• [Work item]: Word for word, output the data, with none of its pictures.
Excerpted records section start
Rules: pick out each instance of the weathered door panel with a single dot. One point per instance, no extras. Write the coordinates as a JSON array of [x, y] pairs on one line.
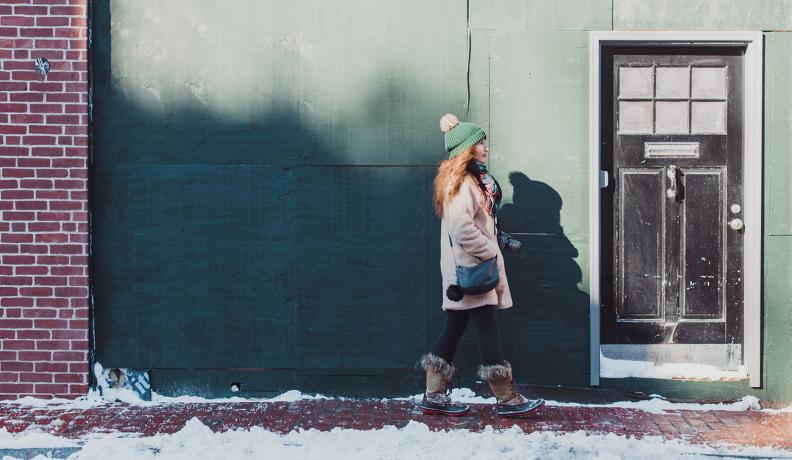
[[672, 270]]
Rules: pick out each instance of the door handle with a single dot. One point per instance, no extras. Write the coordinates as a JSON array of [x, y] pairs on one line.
[[673, 175]]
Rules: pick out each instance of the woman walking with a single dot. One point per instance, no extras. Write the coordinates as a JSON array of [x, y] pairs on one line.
[[466, 198]]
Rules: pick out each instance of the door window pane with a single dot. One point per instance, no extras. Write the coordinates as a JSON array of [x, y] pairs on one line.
[[636, 82], [671, 117], [635, 117], [709, 83], [673, 82], [708, 117]]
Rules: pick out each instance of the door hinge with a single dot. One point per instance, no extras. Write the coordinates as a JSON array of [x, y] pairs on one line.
[[603, 179]]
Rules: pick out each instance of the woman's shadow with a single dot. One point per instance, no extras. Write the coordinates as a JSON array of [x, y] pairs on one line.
[[546, 334]]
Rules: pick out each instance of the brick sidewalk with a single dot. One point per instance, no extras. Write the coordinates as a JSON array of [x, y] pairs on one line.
[[755, 428]]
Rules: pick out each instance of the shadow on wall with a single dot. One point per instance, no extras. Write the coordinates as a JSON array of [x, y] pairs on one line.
[[545, 335], [263, 247], [251, 247]]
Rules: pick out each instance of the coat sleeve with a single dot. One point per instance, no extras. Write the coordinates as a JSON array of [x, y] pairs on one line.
[[462, 229]]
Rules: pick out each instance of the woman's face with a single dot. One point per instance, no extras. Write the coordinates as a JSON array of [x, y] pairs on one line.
[[480, 151]]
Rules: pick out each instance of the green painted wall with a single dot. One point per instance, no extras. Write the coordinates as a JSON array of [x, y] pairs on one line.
[[775, 18], [262, 173]]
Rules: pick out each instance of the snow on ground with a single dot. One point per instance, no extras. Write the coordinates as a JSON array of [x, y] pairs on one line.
[[196, 441], [621, 368], [656, 404]]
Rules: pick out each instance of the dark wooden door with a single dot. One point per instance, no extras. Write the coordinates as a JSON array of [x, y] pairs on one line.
[[672, 215]]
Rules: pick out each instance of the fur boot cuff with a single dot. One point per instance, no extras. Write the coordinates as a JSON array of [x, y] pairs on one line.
[[495, 372], [432, 362]]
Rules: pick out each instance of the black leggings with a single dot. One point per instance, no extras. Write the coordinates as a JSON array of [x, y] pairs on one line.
[[487, 327]]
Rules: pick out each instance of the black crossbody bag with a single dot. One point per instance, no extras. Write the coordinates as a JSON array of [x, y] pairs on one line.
[[478, 279]]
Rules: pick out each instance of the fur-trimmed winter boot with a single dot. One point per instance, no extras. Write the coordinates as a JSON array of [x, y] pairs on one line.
[[510, 403], [438, 381]]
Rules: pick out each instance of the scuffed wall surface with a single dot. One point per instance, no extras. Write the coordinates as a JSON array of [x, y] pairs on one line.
[[263, 174], [702, 15], [269, 165], [537, 112], [778, 218]]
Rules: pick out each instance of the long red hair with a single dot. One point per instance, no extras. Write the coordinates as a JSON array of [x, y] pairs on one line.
[[450, 174]]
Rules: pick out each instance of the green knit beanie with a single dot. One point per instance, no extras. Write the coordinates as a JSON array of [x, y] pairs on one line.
[[462, 136]]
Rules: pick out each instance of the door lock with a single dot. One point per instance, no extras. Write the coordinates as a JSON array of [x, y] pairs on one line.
[[673, 175]]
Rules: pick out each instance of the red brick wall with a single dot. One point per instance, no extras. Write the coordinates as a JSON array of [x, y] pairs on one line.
[[43, 199]]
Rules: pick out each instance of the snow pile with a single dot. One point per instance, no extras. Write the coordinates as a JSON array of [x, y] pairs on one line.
[[32, 439], [621, 368], [196, 441], [658, 405], [94, 399], [655, 405]]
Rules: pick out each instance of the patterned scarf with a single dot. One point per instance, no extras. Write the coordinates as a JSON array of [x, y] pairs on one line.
[[490, 187]]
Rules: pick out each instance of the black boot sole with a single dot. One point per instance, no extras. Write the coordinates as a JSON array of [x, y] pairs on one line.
[[524, 413], [443, 412]]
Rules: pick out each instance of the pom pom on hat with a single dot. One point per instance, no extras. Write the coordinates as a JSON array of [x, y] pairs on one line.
[[459, 135], [448, 122]]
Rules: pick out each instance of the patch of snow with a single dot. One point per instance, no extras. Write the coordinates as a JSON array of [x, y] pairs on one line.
[[111, 395], [31, 439], [621, 368], [658, 405], [415, 440], [655, 405]]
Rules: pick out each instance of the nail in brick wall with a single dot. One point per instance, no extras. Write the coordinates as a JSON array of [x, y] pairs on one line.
[[43, 199]]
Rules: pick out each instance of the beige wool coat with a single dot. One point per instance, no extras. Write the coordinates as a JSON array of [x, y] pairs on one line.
[[472, 231]]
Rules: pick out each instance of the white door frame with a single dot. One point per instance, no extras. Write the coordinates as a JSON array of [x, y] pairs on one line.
[[752, 170]]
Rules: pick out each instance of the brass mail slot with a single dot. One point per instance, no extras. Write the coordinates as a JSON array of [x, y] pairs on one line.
[[671, 149]]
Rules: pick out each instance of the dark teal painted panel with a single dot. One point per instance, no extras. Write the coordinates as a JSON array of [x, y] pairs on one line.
[[369, 276], [191, 266]]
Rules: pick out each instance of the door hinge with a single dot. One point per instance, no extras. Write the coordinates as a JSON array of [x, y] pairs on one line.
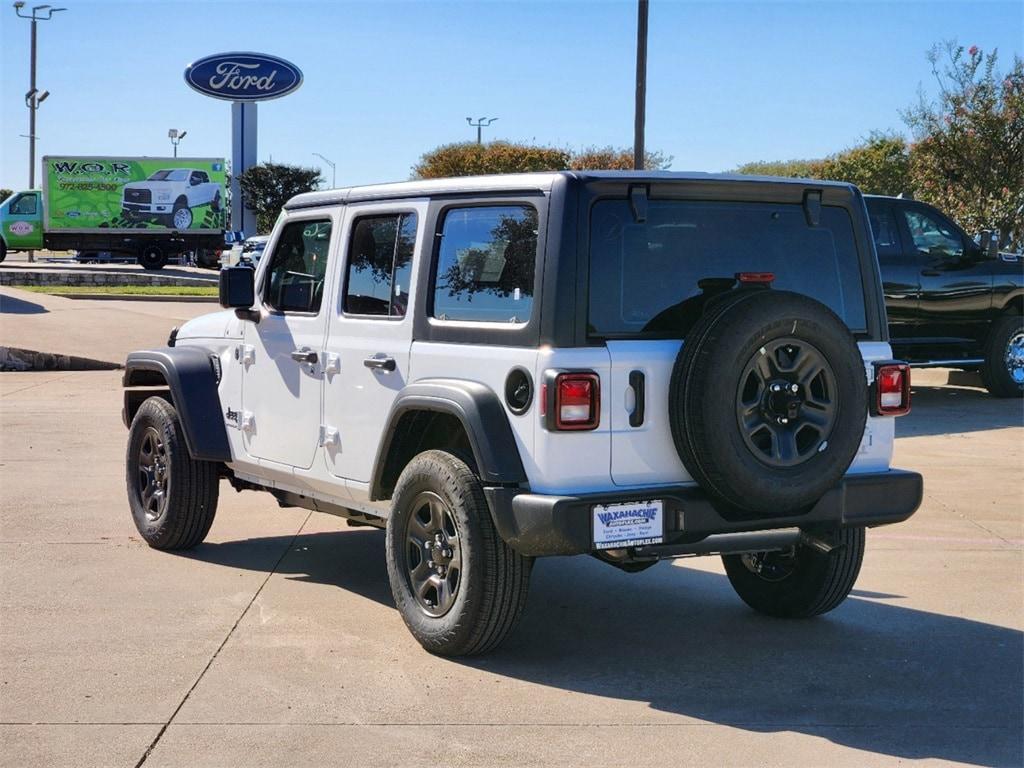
[[245, 353], [330, 437], [332, 364]]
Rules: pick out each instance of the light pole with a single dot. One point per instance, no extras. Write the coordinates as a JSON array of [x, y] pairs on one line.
[[175, 135], [34, 97], [641, 98], [334, 174], [480, 123]]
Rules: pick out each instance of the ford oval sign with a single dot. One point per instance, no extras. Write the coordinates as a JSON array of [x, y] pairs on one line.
[[243, 77]]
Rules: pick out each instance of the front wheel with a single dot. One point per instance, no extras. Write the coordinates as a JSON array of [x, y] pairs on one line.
[[1003, 371], [173, 497], [459, 587], [799, 583]]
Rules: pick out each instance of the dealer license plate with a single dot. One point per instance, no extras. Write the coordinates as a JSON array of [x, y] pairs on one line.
[[632, 524]]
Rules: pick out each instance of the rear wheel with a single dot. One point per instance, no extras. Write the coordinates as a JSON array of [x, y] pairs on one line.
[[153, 257], [800, 583], [459, 587], [173, 497], [1003, 371]]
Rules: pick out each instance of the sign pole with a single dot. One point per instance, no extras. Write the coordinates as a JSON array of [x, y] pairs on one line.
[[244, 125]]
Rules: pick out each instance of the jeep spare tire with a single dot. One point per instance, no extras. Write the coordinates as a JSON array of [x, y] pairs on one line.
[[768, 401]]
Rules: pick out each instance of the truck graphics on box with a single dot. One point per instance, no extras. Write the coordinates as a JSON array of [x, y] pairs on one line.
[[180, 194]]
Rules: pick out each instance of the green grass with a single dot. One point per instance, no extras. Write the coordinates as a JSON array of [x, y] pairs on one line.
[[124, 290]]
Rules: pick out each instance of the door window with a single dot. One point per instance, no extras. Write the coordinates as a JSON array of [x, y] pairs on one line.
[[885, 230], [933, 236], [298, 265], [25, 205], [485, 264], [380, 265]]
Excerpted records section end
• [Solution for this exercise]:
Rules: pick out each instance of the weathered door panel with a single dot. One point per instance, no extras. Write the coordinates as a JSON array of [x, y] pairs on one line.
[[672, 270]]
Rules: pick out each instance of the door handle with a single dot. One point per instance, no extras. Write the coordinates as a JSON array of [x, y] pairs on one line.
[[673, 175]]
Rules: pick out each instance of the woman walking with a single dot. One point per instance, no extras. Write the coordinates as a JSON array of [x, y] pairs on one line.
[[466, 198]]
Rules: pick out each instance of the door window pane with a single dot. One point per instance, no extras. Write the coordinates as a JSON array of [x, y] pairs on one line.
[[636, 82], [671, 117], [635, 117], [709, 83], [673, 82], [708, 117]]
Rules: pick out each instance of the door hinge with a single dot. One point per instance, no extras. Write the coordinates as a JSON array of [x, y] pairs on one line.
[[603, 179]]
Rules: pick out each instance of the woman's shadow with a single dot. One point per instance, no extras. Write the coordinates as a JSON array of [x, y] pairs on one line.
[[546, 334]]
Rules: pick out each instance of the brick sidewalk with a single dot. One point per instance, no extras. Write the coordinates as a JSON array of [x, y] pairs on one line.
[[755, 428]]
Rules: pick out each instance of the shadow on wall with a single dot. One point per instance, no extras. Write the coordinates as a JSON array of [x, y] pairs on one line.
[[545, 335], [263, 247], [251, 247]]
Rules: pick out each instance of the coat sleeve with a single dot. One point per instance, no extras. Write the coordinates as a JSON array of [x, y] pairs on one line.
[[462, 229]]
Rules: pick out each instance of the woman's face with a single dot. One point per instance, no extras. Write the coordinates as a JSON array of [x, y] pairs on one line.
[[480, 151]]
Rules: pick out each instance of the green painted wall with a single dot. One point per instance, no extras. Write the coordinates as a JSON array of [x, y] pairs on one line.
[[775, 18], [262, 173]]
Rules: pick out each instance of the snow on ground with a single dot. One point per instance, no extras. Write the coordinates as a JSON array of [x, y] pairs on one line.
[[196, 441], [621, 368], [656, 404]]
Rules: pick out each instance of the dark wooden door with a single dot. One point per instance, no extras. Write the coordinates as a JSON array of [x, y] pairs on one line.
[[672, 215]]
Rules: pick out each instance of the fur boot cuff with a single dot. One point per instance, no extras. Write the coordinates as a JSON array of [x, y] pairs on one line.
[[495, 372], [432, 362]]
Rules: pick out each instance of the black leggings with a single dot. One point per instance, no extras. Write the coordinates as a JSON array of [x, y] pairs on one line.
[[487, 327]]
Rules: pick out each instance of the black crossbody bag with a single dot. One point per instance, no extras. Write the coordinates as a JSON array of [x, y] pairs on one line.
[[478, 279]]
Rules: pick out each instance of the fur-trimmed winter boot with a single dot. One point per instance, no extras. Write the coordinates as a JSON array of [x, y] pairs on one line.
[[510, 403], [438, 381]]
Rules: pick out each instance of the scuffed wall surface with a single dot. One point per instance, no extras. Write the coordinates as a JSON array of [x, y] pairs on one line.
[[263, 174], [702, 15], [269, 165], [537, 112], [778, 218]]
Rules: pick out each instance of the long red hair with a single dot. One point per instance, no extras. Write the coordinates as a JSON array of [x, y] pairs on one line.
[[450, 174]]
Rules: pick out each instance of the green knit beanie with a single dot. One point per instance, no extras. Write the coordinates as a JSON array of [x, y] pairs on one line.
[[462, 136]]
Rules: pick out each instance of the door lock with a single dot. One point per instance, no extras. Write the coordinates as a JSON array of [x, y] pairs on one line.
[[673, 175]]
Rules: pick out each instance of the red brick wall with a single dot. One point per instance, no extras. Write the coordinates as a JSON array of [x, y] pairs on one line.
[[43, 199]]
Rules: pick out each instance of the snow pile with a single dot. One point per instance, no extras. Write the coordinates as a JSON array of [x, y] pairs on one line.
[[32, 439], [621, 368], [196, 441], [658, 405], [94, 399], [655, 405]]
Rules: pick out each instance of the patterned scarf with a single dot. One point per instance, no extras. Write the coordinates as a JSON array of [x, y] pairs on one line.
[[490, 187]]
Rules: pick out each instance of the black boot sole with a single dot. One point per instance, no extras. Write the coordinates as a JSON array of [x, y] pairs on one line.
[[524, 413], [443, 412]]
Rules: pick out each instance of the pom pom on hat with a single dot. One point per instance, no extras. Write the coordinates as a JSON array of [x, y] pairs on one line.
[[459, 135], [448, 122]]
Rules: pick out each instance of the patch of snow with a single dot. One point per instance, no extras. Write the coordinates as a JSON array of [x, y] pairs on one line.
[[111, 395], [31, 439], [621, 368], [658, 405], [415, 440], [655, 405]]
Rules: pick out each instance of the nail in brick wall with a single dot. One point per instance, no extras. Write the coordinates as a JSON array of [x, y] pairs on one line.
[[43, 199]]
Rules: pick out each instance of the beige wool coat with a single dot. One point per instance, no extras. Write the coordinates as a JSON array of [x, y] pairs on one line.
[[472, 231]]
Rules: pick out each instance of the white door frame with a single dot. One point per instance, no extras. Write the coordinates as a JSON array of [x, y] pairs on one line.
[[752, 170]]
Rules: pick out each instance of the brass mail slot with a single dot. One point per instance, no extras. Write the coordinates as a JSON array of [x, y] pairs on one line.
[[671, 149]]
Rules: pick out each instance of the dark teal painted panel with a single dot. One point per instance, no extras. Write the coordinates as a JSON array of [x, y] pairs on one line.
[[369, 276], [191, 266]]
Rules: pick out each instance of the door hinge with a single dot. One point per instance, no extras. Write the coordinates as a JSON array of [x, y] pairs on one line.
[[245, 353], [330, 437], [332, 364]]
Rules: pick out each instance of the light pole with a single dot. One point per instance, no extras. Write the coordinates as a JSON array of [x, y] pairs on one line.
[[175, 135], [34, 97], [641, 98], [334, 174], [480, 123]]
Rules: pick out each instance of the ford oval sign with a single dot. One point per instance, no extras. Write the coordinates as a JSON array of [x, y] pairs on one line.
[[243, 77]]
Rules: pick out each instance of the front wheel with a single dot. One point per instance, no extras. Write the coordinates as a JSON array of [x, y] pairs on one line.
[[1003, 371], [173, 497], [459, 587], [799, 583]]
Rules: pick out each instance of the dealer license plate with a single dot. One point per instance, no extras. Write the coordinates as a JSON array of [x, y] pairs on one line.
[[632, 524]]
Rules: pick out each instance of the rear wheel with a single dot. One point per instance, no extras. Write the coordinates as a JSON array of [x, y] pairs on one line.
[[153, 257], [800, 583], [459, 587], [173, 497], [1003, 371]]
Rules: pick out each instance of the sign pole with a single dot. One point per instance, no extras. Write the coordinates as a JSON array of [x, y] pairs on one line.
[[244, 125]]
Rules: pick out each instance of the jeep spare tire with a single dot. One point per instance, no extras. Write the coordinates as a JSON array of [x, y] pairs on one line.
[[768, 401]]
Rules: pick out each instance of the truck graphics on box with a single dot. One point per instance, no extras. Write the coordinates as a JSON array of [x, y] pairs on one line.
[[180, 194]]
Rules: pick out each instance of the green grass with a single dot. One point per instance, no extras. Write the coordinates as a JSON array of [x, y] pairs on one line.
[[124, 290]]
Rules: pick out each instance of the door window with a single dot. One point per instance, no extras. Write the coordinates as a JSON array of [x, y] pairs on one line.
[[885, 230], [933, 236], [298, 265], [25, 205], [485, 264], [380, 265]]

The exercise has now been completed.